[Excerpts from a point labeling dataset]
** Start **
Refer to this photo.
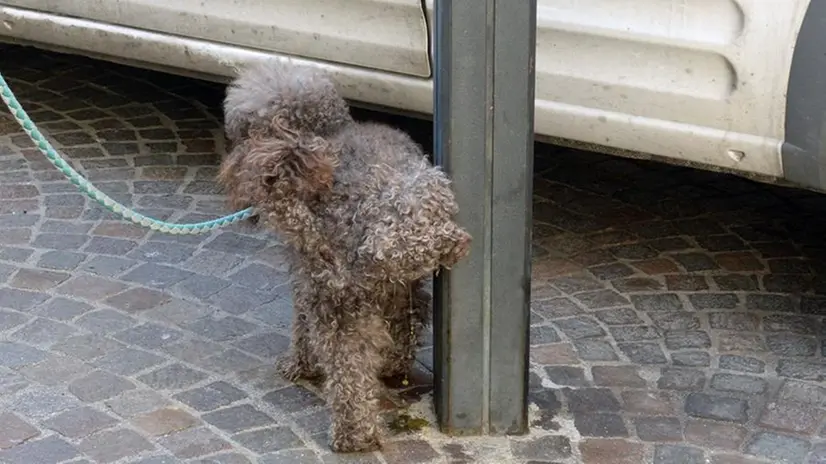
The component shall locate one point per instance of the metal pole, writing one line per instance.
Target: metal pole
(483, 108)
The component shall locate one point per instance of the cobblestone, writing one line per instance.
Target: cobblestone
(661, 331)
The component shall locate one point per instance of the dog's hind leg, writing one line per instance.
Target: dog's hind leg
(351, 356)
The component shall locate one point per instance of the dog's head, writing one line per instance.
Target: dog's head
(420, 234)
(264, 169)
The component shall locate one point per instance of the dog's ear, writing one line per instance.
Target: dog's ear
(264, 169)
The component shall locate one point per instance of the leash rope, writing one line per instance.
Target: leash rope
(92, 192)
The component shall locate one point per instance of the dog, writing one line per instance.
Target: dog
(366, 219)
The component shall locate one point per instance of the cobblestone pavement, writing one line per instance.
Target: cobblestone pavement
(678, 315)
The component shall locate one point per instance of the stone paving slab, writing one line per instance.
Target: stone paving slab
(678, 316)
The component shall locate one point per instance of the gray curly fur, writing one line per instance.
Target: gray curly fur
(367, 220)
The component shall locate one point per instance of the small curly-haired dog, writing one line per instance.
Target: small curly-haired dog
(366, 219)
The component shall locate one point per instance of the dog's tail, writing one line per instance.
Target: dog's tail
(297, 97)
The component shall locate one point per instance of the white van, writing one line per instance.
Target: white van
(735, 85)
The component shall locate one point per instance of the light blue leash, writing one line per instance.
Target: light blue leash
(84, 186)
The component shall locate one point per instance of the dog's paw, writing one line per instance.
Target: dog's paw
(355, 444)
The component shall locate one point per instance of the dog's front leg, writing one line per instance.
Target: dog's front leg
(300, 362)
(351, 356)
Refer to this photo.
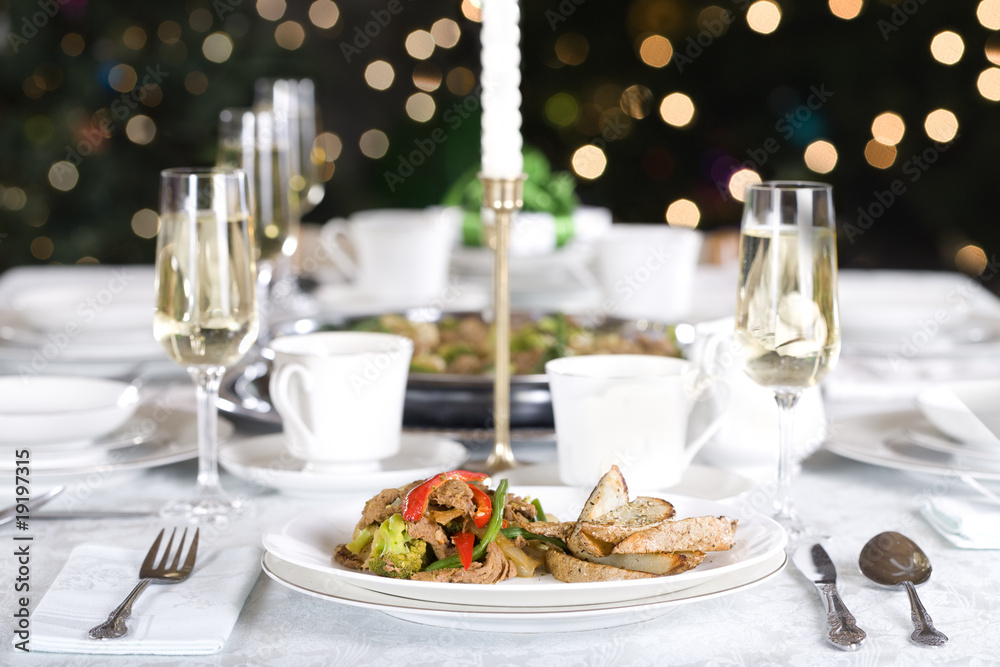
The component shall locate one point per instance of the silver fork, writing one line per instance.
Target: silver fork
(174, 573)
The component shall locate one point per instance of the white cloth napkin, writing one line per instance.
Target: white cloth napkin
(195, 617)
(969, 524)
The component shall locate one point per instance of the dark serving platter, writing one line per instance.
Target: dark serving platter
(433, 401)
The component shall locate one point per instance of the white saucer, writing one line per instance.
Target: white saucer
(265, 461)
(699, 481)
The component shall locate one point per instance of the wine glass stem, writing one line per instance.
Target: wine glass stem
(783, 492)
(207, 382)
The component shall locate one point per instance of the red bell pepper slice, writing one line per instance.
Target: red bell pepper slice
(463, 542)
(484, 507)
(415, 502)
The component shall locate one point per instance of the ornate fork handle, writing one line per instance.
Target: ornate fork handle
(115, 627)
(844, 632)
(924, 633)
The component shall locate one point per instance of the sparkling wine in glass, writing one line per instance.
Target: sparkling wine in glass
(786, 311)
(206, 313)
(258, 142)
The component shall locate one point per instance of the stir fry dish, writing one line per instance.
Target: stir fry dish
(464, 345)
(453, 528)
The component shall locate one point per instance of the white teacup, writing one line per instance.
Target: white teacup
** End **
> [Do this]:
Can you quote all of the lines above word for word, leaving the pictures out of your answer?

> [Answer to this problem]:
Refer to this photo.
The component shall locate one point per instance of the metal pole, writing one line per instance.
Target: metal pole
(483, 108)
The component shall locate one point per instance of the cobblestone, writing one line per instance.
Target: cobblestone
(661, 331)
The component shall locate one point per instance of the dog's hind leg, writing one line per instance.
Target: dog's hind leg
(351, 356)
The component shall locate one point per instance of the dog's head, writing one line per instance.
Target: dog's head
(420, 234)
(264, 169)
The component shall locate one point per instance of the dog's ear, writing one line per instance.
Target: dog's ear
(264, 169)
The component shall locate one point per instance of the leash rope, writing one line per instance.
Target: leash rope
(92, 192)
The component shall locate one point per instance of the dog, writing one line per instance.
Target: dog
(366, 219)
The component shall locate one point per instance of the cobblestone pavement, writing one line per instance.
Target: cobblestone pavement
(678, 315)
The component shall locate one point per instance of the stone paving slab, writing one line per instance.
Target: stone paving slab
(678, 316)
The component shall locate one point per instance of the gray curly fur, writing one line per instance.
Target: gray curly fur
(367, 220)
The component shall locate one point per instance of the small curly-haired dog, writing one line per instance.
Target: small curly-haired dog
(366, 219)
The component shall locate one point per instance of the dog's tail, writing one line per instance.
Target: dog's tail
(297, 97)
The component shall locate one point per instance of the white van, writing one line per instance.
Target: white van
(735, 85)
The component shall locate one point per instance of the light blue leash, writing one line per instance.
Target: light blue leash
(84, 186)
The component shall locate one point per instance of the dog's paw, writing one line per instance.
Target: dog's paw
(355, 444)
The component shall locate one point per instance of the dog's front leg, writing one line per instance.
Target: dog's front leg
(300, 362)
(351, 356)
Refer to this photo.
The component shall locate one point per instance of the silver fork, writing one line per instance.
Target: silver fork
(174, 573)
The component shall locate one point per instance of the white cloth napkin, writing one line per instance.
Target: white cloth napkin
(195, 617)
(969, 524)
The component shall locate one point per instance of the dark serving platter, writing one line per instance.
Target: dark serving platter
(433, 401)
The component shall locate one point per instance of the white saucer, writing one line per instance.
Target: white saucer
(265, 461)
(699, 481)
The component shall locate one point per instance of the wine glass stem, writing one line per instance.
Target: wine glass stem
(783, 492)
(207, 382)
The component shall locate one point per instance of the red bell pepper slice, writing one line per instance.
Target: red bell pepper slice
(463, 542)
(484, 507)
(415, 502)
The component shall locate one point per instance of the ornate fork handle, writing one line per instance.
Target: ornate fork handle
(115, 627)
(844, 632)
(924, 633)
The component shall locate one point per instance of the sparkling wine in glass, writing one line per instance.
Target: sparkling wine in glass
(786, 311)
(206, 313)
(258, 142)
The component shall locate one point per instance of the stir fry dish, writing one line per instance.
Target: stir fry dish
(464, 345)
(453, 528)
The component shall locate one point per instance of the white teacup, writing one line per instance.
Target: white teacup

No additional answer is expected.